**Problem requirements:** Output only the span of lines that begins at the line containing "baseboard trim, imagine" and ends at the last line of the data, both included, exactly as they appear.
■ ■ ■ ■
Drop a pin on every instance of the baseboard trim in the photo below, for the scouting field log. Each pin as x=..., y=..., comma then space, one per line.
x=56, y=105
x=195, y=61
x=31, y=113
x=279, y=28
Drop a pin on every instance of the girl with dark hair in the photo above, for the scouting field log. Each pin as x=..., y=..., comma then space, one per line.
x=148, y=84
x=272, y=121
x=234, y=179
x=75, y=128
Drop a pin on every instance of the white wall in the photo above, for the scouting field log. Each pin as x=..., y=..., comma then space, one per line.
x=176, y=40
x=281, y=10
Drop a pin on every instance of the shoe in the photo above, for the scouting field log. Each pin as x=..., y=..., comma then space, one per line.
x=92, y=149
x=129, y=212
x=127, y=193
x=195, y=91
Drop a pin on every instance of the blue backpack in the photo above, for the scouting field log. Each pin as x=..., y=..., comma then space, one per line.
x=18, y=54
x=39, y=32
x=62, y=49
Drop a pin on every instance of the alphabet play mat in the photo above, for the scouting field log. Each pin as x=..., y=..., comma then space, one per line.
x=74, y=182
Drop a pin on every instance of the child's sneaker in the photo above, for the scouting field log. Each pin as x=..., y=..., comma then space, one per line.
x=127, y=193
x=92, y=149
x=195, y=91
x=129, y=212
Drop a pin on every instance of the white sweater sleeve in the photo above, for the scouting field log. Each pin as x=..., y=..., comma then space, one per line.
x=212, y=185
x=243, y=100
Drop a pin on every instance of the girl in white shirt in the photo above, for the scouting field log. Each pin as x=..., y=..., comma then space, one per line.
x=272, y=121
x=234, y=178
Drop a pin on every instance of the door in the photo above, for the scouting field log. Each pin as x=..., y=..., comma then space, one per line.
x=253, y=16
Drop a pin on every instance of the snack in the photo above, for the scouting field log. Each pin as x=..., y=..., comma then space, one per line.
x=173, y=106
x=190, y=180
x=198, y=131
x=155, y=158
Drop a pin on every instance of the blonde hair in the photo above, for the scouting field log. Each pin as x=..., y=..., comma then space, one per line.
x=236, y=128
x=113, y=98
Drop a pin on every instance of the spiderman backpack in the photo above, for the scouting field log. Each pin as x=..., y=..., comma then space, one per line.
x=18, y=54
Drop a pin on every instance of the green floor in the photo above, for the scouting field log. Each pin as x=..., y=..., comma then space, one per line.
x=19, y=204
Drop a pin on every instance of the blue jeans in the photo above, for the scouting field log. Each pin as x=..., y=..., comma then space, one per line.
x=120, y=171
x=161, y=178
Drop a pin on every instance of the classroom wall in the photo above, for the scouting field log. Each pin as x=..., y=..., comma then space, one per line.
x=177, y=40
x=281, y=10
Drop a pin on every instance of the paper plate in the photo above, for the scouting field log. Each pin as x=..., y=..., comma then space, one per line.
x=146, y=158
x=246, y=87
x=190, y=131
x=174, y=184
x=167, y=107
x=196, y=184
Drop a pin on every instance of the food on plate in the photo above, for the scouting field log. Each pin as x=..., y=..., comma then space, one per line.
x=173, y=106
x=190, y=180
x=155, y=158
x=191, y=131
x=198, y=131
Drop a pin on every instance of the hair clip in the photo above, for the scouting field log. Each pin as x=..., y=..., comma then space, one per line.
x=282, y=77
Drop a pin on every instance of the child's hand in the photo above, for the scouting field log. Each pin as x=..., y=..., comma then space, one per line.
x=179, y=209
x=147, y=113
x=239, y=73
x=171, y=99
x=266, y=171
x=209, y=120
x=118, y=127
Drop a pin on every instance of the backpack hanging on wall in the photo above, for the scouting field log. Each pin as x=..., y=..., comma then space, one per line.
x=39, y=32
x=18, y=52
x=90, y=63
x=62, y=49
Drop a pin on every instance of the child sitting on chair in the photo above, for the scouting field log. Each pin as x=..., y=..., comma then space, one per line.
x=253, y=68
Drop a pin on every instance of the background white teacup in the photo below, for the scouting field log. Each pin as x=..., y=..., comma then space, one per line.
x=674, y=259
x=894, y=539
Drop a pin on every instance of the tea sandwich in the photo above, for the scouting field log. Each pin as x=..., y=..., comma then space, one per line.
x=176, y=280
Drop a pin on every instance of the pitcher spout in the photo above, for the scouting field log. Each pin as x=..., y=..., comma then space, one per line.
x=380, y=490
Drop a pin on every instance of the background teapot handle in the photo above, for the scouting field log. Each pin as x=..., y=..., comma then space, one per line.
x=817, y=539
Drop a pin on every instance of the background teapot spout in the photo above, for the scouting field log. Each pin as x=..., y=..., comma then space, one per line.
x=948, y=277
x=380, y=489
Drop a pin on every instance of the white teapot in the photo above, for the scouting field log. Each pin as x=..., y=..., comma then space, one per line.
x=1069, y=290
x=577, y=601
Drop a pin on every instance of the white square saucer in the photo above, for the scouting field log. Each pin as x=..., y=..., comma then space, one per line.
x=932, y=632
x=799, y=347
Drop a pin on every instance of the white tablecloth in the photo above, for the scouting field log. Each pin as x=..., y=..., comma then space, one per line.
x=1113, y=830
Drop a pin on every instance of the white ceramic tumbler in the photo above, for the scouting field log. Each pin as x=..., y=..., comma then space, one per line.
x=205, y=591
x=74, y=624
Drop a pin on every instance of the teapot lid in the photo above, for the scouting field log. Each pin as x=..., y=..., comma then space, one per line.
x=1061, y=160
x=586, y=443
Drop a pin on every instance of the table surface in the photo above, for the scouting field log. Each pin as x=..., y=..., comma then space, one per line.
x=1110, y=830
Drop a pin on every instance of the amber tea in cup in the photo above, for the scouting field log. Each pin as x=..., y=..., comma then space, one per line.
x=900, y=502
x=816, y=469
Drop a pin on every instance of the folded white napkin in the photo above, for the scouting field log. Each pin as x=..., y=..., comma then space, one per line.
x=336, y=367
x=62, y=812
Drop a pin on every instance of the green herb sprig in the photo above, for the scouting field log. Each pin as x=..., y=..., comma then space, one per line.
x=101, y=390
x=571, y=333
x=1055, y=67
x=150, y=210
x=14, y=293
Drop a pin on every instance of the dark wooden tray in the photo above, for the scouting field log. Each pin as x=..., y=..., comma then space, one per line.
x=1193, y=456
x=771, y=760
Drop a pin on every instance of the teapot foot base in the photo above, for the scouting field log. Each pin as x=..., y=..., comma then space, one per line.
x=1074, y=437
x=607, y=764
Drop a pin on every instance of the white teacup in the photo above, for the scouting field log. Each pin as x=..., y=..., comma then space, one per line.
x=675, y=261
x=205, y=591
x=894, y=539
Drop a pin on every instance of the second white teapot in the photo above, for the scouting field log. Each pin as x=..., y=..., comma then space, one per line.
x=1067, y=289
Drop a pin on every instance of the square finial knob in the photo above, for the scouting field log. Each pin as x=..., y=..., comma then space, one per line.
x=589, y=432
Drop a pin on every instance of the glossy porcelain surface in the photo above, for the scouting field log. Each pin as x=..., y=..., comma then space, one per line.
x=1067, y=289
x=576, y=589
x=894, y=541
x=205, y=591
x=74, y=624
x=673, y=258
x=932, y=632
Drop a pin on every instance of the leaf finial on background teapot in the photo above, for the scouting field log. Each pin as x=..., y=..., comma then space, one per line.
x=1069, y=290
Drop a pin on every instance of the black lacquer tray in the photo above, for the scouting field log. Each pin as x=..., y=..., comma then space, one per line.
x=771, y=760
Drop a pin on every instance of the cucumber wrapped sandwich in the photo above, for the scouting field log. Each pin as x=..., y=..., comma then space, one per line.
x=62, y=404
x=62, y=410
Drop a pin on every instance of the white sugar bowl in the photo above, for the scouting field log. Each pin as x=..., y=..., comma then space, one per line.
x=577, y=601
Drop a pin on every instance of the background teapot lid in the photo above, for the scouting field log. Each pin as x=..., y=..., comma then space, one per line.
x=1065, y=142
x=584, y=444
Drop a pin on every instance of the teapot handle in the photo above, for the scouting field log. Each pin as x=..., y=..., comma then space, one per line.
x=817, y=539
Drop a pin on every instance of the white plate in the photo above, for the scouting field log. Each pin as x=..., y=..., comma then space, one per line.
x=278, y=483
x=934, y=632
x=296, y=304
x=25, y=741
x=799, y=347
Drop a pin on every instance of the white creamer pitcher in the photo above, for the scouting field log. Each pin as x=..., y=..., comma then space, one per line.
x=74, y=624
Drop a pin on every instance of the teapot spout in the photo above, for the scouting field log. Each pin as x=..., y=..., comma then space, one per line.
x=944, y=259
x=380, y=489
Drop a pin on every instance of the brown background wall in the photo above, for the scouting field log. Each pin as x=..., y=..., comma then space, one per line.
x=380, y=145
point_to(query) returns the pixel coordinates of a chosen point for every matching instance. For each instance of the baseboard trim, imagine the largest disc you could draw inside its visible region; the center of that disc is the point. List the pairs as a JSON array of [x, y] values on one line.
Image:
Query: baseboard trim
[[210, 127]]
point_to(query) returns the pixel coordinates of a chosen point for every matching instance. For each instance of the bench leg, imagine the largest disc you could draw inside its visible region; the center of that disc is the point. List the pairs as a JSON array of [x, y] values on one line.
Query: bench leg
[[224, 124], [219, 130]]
■ ■ ■ ■
**Task answer:**
point_to(query) returns the pixel coordinates of a chosen point for every matching instance. For each instance of the baseboard trim, imagine the largest disc you could draw inside its visible region; the center of that disc is the point. List the pairs as a JSON array of [x, y] values on one line.
Image:
Query: baseboard trim
[[210, 127]]
point_to(query) returns the pixel coordinates of a chosen point for every matching instance. For each instance of the bench leg, imagine the largest disc you could draw inside its visible region; the center of that disc is the point. List the pairs as a JSON array of [x, y] values on one line.
Query: bench leg
[[224, 124], [219, 130]]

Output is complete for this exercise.